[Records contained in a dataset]
※

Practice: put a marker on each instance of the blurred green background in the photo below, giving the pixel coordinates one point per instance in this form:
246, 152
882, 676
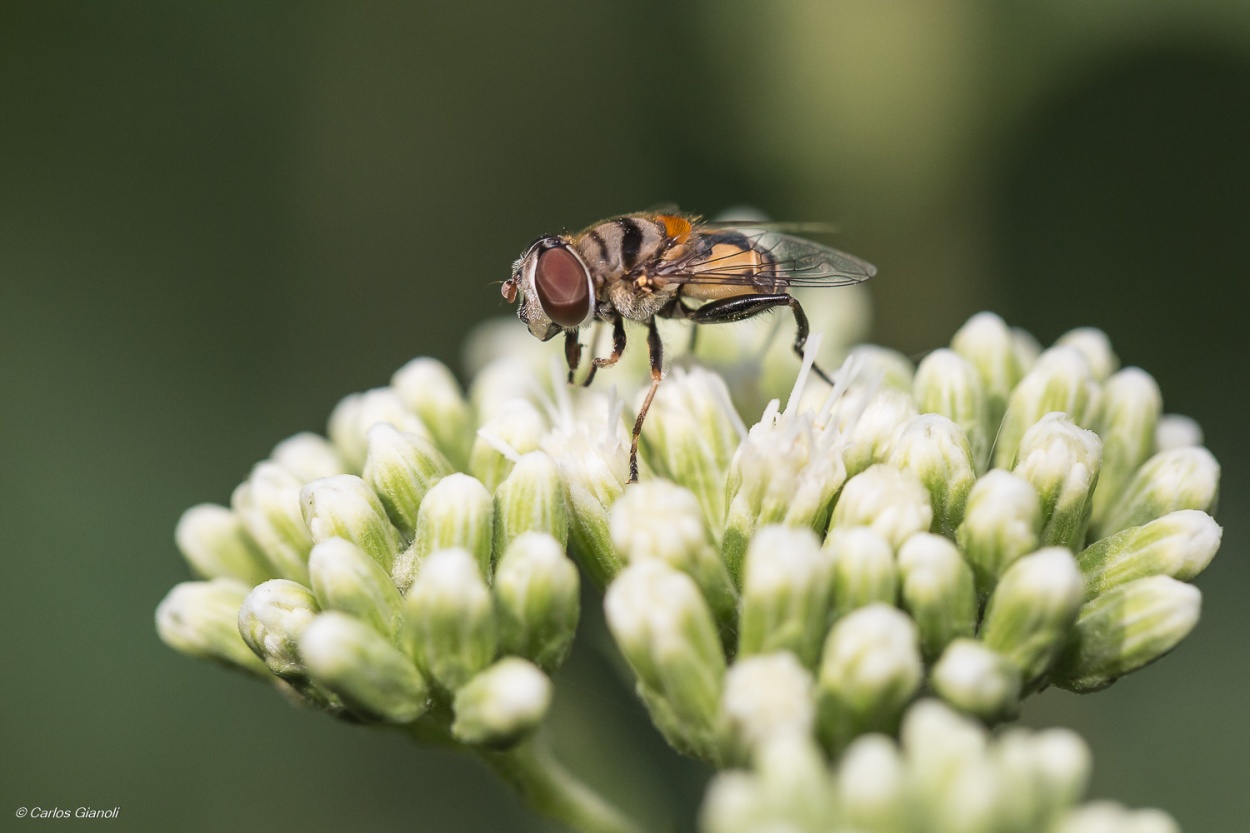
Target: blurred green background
219, 218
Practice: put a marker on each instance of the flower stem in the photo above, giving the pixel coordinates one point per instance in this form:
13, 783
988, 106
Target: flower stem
549, 789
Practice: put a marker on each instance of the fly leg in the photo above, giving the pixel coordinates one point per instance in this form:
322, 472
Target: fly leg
655, 349
618, 349
736, 309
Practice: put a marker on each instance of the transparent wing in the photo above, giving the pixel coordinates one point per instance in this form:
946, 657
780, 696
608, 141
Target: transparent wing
761, 257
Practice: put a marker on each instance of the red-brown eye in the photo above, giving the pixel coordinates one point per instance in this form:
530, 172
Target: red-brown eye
563, 287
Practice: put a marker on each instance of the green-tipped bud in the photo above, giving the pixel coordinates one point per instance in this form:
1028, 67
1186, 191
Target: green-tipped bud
360, 666
976, 681
345, 507
935, 450
450, 619
1176, 430
1179, 544
594, 463
871, 784
268, 504
690, 435
536, 600
1183, 478
456, 513
1125, 629
765, 696
426, 388
1033, 609
986, 343
516, 428
658, 519
344, 578
355, 414
1109, 817
869, 672
1001, 523
271, 620
531, 499
1095, 347
870, 438
785, 594
1130, 413
665, 629
948, 384
201, 619
938, 592
894, 503
864, 568
216, 545
401, 469
1060, 380
501, 704
308, 457
1061, 462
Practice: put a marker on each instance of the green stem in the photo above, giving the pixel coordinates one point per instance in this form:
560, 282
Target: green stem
551, 791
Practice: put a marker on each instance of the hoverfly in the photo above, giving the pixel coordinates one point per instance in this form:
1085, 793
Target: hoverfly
653, 264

※

YOUR TASK » Please reproduce the entries from above exactly; images are not part of the copy.

TASK RESPONSE »
Practice: put a marker on each instance of the blurred green background in the photo below, giving the pixel coordinates one point per instance in this form:
246, 152
882, 676
Target: blurred green background
219, 218
Practice: put a marker on each instance of the flower stem in the photo above, giving the pixel coordinates one point per instance in this form:
13, 783
988, 106
Target: flower stem
549, 789
Practice: put a marker on each instance of the fly leg in the photo above, giving the pixel coordinates one point per instance in this form:
322, 472
Target: fly leg
655, 349
618, 349
736, 309
Practice: put a marker on each instance of the transparent wing in the photo above, giving the pixel coordinates one point per instance in this form:
946, 657
780, 696
608, 141
Target: transparent wing
761, 257
Practice: put a marker on each instance of the red-brown eye in the photo above, giving the pixel coordinates one point per instance in this form:
530, 172
Target: red-brown eye
563, 287
Practice: put a marker on each instance of the green-tipped bud in the photo above, giving the pixel coordinates one point per instance in this form:
1028, 67
1186, 191
Target: green-tipped bud
360, 666
976, 681
345, 507
935, 450
450, 619
1176, 430
1179, 544
594, 463
871, 784
268, 504
690, 435
536, 600
1183, 478
456, 513
1125, 629
765, 696
426, 388
1033, 609
986, 343
516, 428
658, 519
344, 578
355, 414
1109, 817
869, 672
1001, 523
271, 620
531, 499
1095, 347
870, 438
785, 594
1130, 413
665, 629
948, 384
201, 619
938, 592
894, 503
864, 568
216, 545
401, 469
1060, 380
501, 704
308, 457
1061, 462
Practice: put a marker on each instance of the green stem in the photo above, giving the pixel coordinates one point per instance in this form:
560, 282
Target: green stem
551, 791
Practice: put a marker on each instance of the hoverfly in the photo above, giving the pixel coordinates one point per instance in this form:
1085, 793
Target: hoverfly
653, 264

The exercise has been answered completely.